### What you are asked to do
Output the section of the Forest Hills and World's Fair text from "For years I’d" up to and including "of the fairgrounds.", copied word for word.

### Excerpt
◆ ◆ ◆ ◆
I was tipped off about a couple of items of interest in Forest Hills, and took the R train over there. There are a number of neighborhoods I haven’t roamed in some time. I have soft spot for Forest Hills, since I’ve seen a couple of key concerts at the West Side Tennis Club there: Elvis Costello (1982) and the Who, rather, “The Two” (2015). I braved the heat and humidity of August and plowed through. Surprisingly, in both cases, I found exactly what I was looking for. More on the Tennis Club later.
For years I’d labored under the impression that the last great representation of the Trylon and Perisphere, the central attractions of the 1939-1940 NYC World’s Fair, were the mosaics in the ticket booth and lobby at the now-demolished Trylon Theatre on Queens Blvd. and 99th St. That was before FNY correspondent and Newtown Historical Society president Christina Wilkinson spotted the Trylon and Perisphere, as well as the number 1939, on this building at 108th and Van Doren Sts. in Corona, to the west of the fairgrounds.
Over the years, I found more Trylons and Perispheres at the entrance to the old Flushing Meadows Fairgrounds on the ramp leading to the #7 train, as well as at the White Mana Diner in Jersey City, which is where the diner was built.
The Trylon and Perisphere loom over Horace Harding Blvd. (present site of the Long Island Expressway) in 1939. The Schaefer Beer exhibit (far left) and Virginia Pavilion (dome) also appear. The Trylon and Perisphere were designed by the architectural firm of Harrison & Foulihoux and reflected the emphasis on purity embodied by industrial designers of the day. Ostensibly perfect forms, they were the only structures in the fair permitted to be painted pure white. The 618-foot Trylon and 180-foot were connected by a giant ramp called the Helicline, which led visitors back to the grounds once they’d visited the structures. Fairgoers entered the interior of the Theme Center by riding a portion of the way up the Trylon in what was, at the time, the world’s largest escalator. From the Trylon visitors were directed into the Perisphere to view what architectural expert Stanley Applebaum called “a planned urban and exurban complex of the future,” a diorama which filled the floor of the building, entitled Democracity.
◆ ◆ ◆ ◆
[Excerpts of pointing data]
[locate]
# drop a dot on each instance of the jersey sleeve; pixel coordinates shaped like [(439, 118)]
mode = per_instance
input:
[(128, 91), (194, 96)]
◆ ◆ ◆ ◆
### Solution for this problem
For years I’d labored under the impression that the last great representation of the Trylon and Perisphere, the central attractions of the 1939-1940 NYC World’s Fair, were the mosaics in the ticket booth and lobby at the now-demolished Trylon Theatre on Queens Blvd. and 99th St. That was before FNY correspondent and Newtown Historical Society president Christina Wilkinson spotted the Trylon and Perisphere, as well as the number 1939, on this building at 108th and Van Doren Sts. in Corona, to the west of the fairgrounds.